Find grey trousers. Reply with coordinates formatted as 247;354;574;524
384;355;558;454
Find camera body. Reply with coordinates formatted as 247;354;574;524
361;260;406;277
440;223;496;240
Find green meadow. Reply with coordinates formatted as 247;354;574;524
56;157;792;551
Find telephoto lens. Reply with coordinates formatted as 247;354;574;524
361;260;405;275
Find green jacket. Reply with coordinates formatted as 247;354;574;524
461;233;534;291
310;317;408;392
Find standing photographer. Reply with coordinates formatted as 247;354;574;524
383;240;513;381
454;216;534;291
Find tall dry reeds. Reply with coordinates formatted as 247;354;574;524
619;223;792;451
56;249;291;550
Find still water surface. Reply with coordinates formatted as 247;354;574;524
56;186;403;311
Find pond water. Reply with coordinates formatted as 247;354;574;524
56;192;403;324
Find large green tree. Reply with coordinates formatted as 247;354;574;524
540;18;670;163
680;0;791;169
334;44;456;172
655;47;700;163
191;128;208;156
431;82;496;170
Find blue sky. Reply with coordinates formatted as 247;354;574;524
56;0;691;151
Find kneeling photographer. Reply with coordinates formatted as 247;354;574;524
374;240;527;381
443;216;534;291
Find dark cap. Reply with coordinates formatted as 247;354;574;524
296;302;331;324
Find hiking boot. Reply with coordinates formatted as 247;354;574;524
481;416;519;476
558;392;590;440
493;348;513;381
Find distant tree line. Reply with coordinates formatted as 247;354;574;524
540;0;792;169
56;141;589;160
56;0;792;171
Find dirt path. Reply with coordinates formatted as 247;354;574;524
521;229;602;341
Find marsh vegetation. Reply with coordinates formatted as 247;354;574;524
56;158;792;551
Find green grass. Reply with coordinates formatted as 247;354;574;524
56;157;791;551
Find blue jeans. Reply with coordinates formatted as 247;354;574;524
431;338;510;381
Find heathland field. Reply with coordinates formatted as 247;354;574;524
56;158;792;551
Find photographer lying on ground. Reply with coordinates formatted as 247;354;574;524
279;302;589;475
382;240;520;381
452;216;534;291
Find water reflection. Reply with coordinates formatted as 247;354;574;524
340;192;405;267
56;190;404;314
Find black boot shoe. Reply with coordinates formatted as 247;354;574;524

Goal |
Rewrite all of the records above, replacing every occurrence of "photographer" with "person" and leaving everything else unchanged.

Full answer |
Find grey trousers. Reply with coordinates formatted as 247;354;574;524
384;355;558;454
Find camera body. Reply with coordinates formatted as 247;354;574;524
361;260;406;277
440;223;496;240
Find green meadow. Reply with coordinates formatted as 247;354;574;524
56;157;792;551
Find telephoto lens. Reply with coordinates formatted as 247;354;574;524
361;260;405;275
Find green jacket. Reply with coordinates formatted as 247;354;574;524
461;233;534;291
310;317;408;392
Find standing person. Reply with coordinates formatted as 247;354;574;524
383;240;513;381
454;216;534;291
Find tall dry reeds. Reply with coordinates formatted as 247;354;574;524
619;223;792;451
56;249;291;550
Find still water surface. Reply with coordinates formatted as 247;354;574;524
56;186;403;311
Find pond water. Reply with coordinates formatted as 247;354;574;524
56;192;403;324
Find large green tree. Reply with coordinates formatted as 247;354;574;524
540;18;670;163
680;0;791;169
334;44;456;172
655;47;700;163
191;128;208;156
431;82;496;170
Find blue sky. Reply with coordinates formatted as 247;354;574;524
56;0;691;151
Find kneeling person. Reply with coordinates formatted as 247;354;574;524
374;240;527;381
443;216;534;291
Find dark cap. Reply with coordinates formatted as 247;354;574;524
296;302;331;324
Find hiking boot. Reply with coordinates formatted as 247;354;574;524
481;416;519;476
558;392;590;440
493;348;513;381
Find distant tree line. Reply with coordinates formatted as 247;354;574;524
540;0;792;169
56;141;589;160
56;0;792;171
Find dirt path. Reply with coordinates formatted as 247;354;574;524
521;229;602;341
Find marsh vegetation. Reply with coordinates formatted as 247;354;574;524
56;158;792;551
Find green grass. Reply with coordinates formatted as 247;354;574;524
56;157;791;551
Find blue jeans. Reply with coordinates formatted as 247;354;574;524
431;338;510;381
Find heathland field. Reply with coordinates formatted as 247;354;574;524
56;158;792;551
Find person lying on ground. Reply with coordinates formatted as 247;354;574;524
279;302;589;475
382;240;520;381
452;216;534;291
Find water reflection. Reply with coordinates formatted as 247;354;574;524
340;192;405;267
56;190;404;314
Find black boot shoe. Reply with coordinates formatted as 247;354;574;524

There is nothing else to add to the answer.